----- Text passage

That is, we postulate a type I; terms Zero and One; and an elimination rule I-rec, which says that you can map I into a type C by giving two points of C with a path between them. We also postulate computation rules: At the term level, I-rec takes Zero and One to the specified points. A term can be “applied” to a path using resp:

   resp : {A C : Set} {M N : A} (f : A -> C) -> Id M N -> Id (f M) (f N)

which gives the action on paths/morphisms of a term.
At the path level, I-rec takes seg to the given path p.

These equations are all computational, β-like, rules, and thus should hold as definitional equations, rather than propositional equivalences. Otherwise, we need to use a propositional equality every time we want to know that if true then e1 else e2 is equal to e1, which makes using these types pretty annoying. (Indeed, we probably should extend the above with an additional postulate stating that any two proofs of I-rec a b p Zero ≃ a are equal—i.e. we want it to be contractible, not just inhabited. Otherwise we could get into a situation where we have two seemingly different proofs of what should be a definitional equation.) However, there is no way to postulate new definitional equalities in Agda or Coq. So this is the best we can do, right?

Not quite! We can make the term-level equations hold definitionally:

    I-rec a b _ Zero = a
    I-rec a b _ One = b

How? Rather than postulating the interval (in which case the elimination rule doesn’t compute), we define it, but as an abstract type! In particular, we define a module that exports the following:

    I : Set
    zero : I
    one : I
    seg : zero ≃ one
    I-rec : {C : Set} 
           -> (a b : C)

----------

*Task instructions*:
1. In the text on the interval type, what does the elimination rule I-rec let you do?
2. Carry on the text about defining the interval as an abstract type, starting right after its final line.

----- Data lines

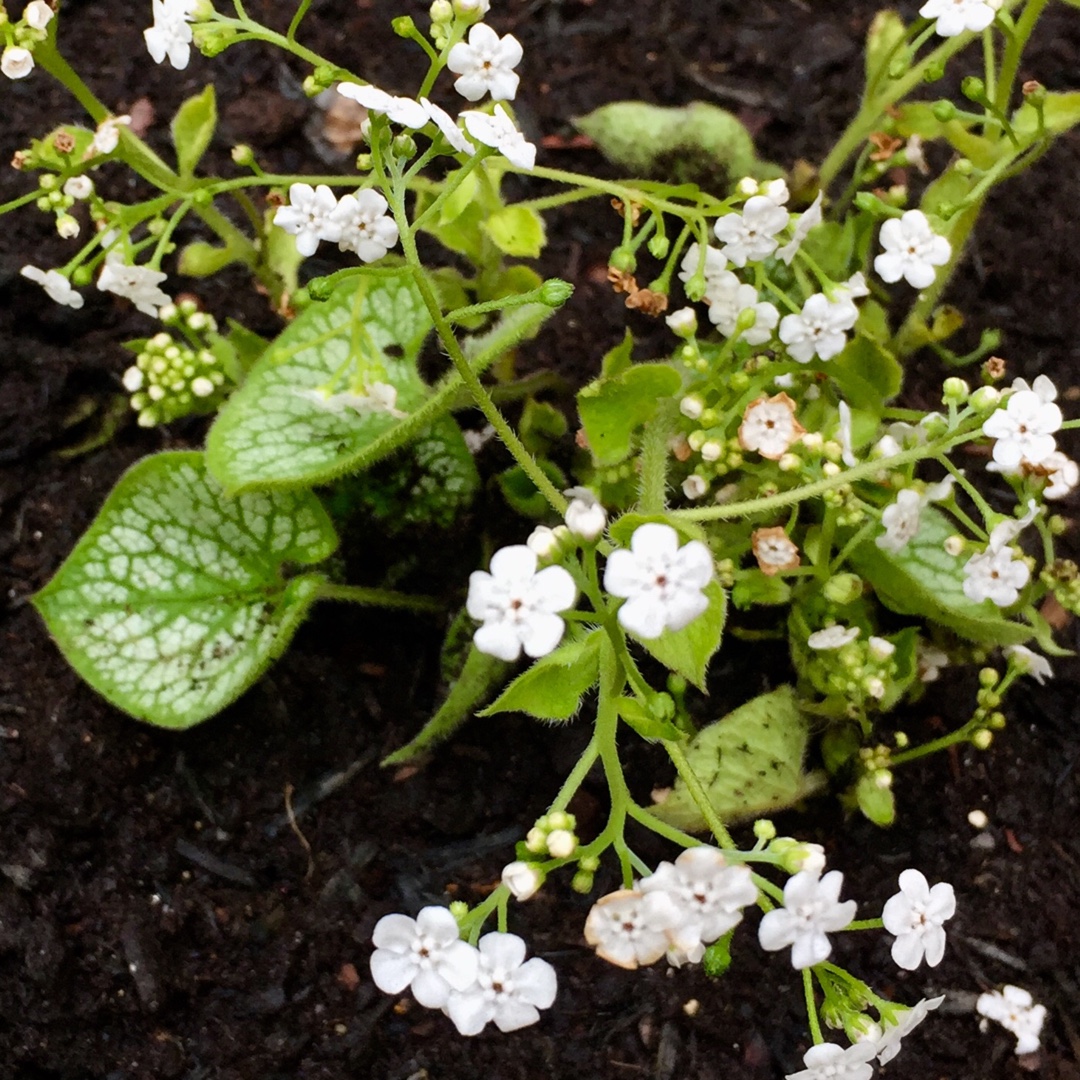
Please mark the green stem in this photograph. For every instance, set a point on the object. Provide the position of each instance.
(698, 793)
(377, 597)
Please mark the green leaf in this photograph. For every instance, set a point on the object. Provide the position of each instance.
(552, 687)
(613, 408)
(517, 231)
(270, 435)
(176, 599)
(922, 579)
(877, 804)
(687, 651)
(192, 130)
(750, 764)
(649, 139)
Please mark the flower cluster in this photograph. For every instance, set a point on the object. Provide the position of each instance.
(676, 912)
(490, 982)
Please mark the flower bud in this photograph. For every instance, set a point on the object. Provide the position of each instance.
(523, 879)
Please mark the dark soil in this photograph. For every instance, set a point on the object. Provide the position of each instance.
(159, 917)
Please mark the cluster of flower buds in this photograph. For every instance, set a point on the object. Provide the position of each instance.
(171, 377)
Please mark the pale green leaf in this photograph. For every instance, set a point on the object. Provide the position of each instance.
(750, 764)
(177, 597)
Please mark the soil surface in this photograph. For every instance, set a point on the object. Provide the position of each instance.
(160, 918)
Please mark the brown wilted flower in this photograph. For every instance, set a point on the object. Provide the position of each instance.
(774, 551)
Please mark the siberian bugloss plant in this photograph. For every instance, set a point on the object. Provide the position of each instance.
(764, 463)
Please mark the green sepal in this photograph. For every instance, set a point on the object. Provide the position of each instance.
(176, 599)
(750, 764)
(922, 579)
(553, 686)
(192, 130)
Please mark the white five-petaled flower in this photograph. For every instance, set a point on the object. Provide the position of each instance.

----------

*Results by task*:
1. It lets you map I into a type C by giving two points of C with a path between them.

2.
           -> (p : a ≃ b)
           -> I -> C
    I-rec a b _ zero = a
    I-rec a b _ one = b
    βseg : {C : Set} 
           -> (a b : C)
           -> (p : a ≃ b)
           -> resp (I-rec a b p) seg ≃ p

Clients of this module know that there is a type I, terms zero and one and seg and I-rec, such that the computational rules for zero and one hold. They also know that the computation rule for paths holds propositionally (this is unfortunate, but it’s the best we can do). And, because I is an abstract type, that’s all they know—they do not know how I is implemented.

This is good, because we’re going to implement it in an unsafe way: inside the module, I
is defined to be the discrete two-point type. This means that it is inconsistent to postulate zero ≃ one, because we can write functions that distinguish them—inside the implementation, they’re just booleans. So why don’t we get into trouble? First, we have carefully designed the interface so that clients of it cannot distinguish zero and one (up to homotopy): the only way to use an I is I-rec, which ensures that you take zero and one to equivalent results. Second, by the magic of type abstraction, this means that any program written using this interface is safe. Even through there are programs that can be written if you know the implementation of I that are not. This is very basic idea, so basic that we teach it to freshmen.

Here’s what this looks like in Agda

  module Interval where
    private
      data I' : Set where
        Zero : I'
        One  : I'

    I : Set
    I = I'

    zero : I
    zero = Zero

    one : I
    one = One

    I-rec : {C : Set} 
           -> (a b : C)
           -> (p : a ≃ b)
           -> I -> C
    I-rec a b _ Zero = a
    I-rec a b _ One = b

    postulate 
      seg : zero ≃ one
      βseg : {C : Set} 
           -> (a b : C)
           -> (p : a ≃ b)
           -> resp (I-rec a b p) seg ≃ p

The module Interval has a private datatype I'. The type I is defined to be I', but because I' is not exported, clients of the module cannot get at its constructors, and in particular cannot pattern-match against it. This means that the only elimination forms for I are those that are defined publicly–namely I-rec. I-rec ignores the path argument, simply computes to the appropriate answer for each constructor. This makes the reduction rules hold. Finally, we postulate seg and its reduction rule.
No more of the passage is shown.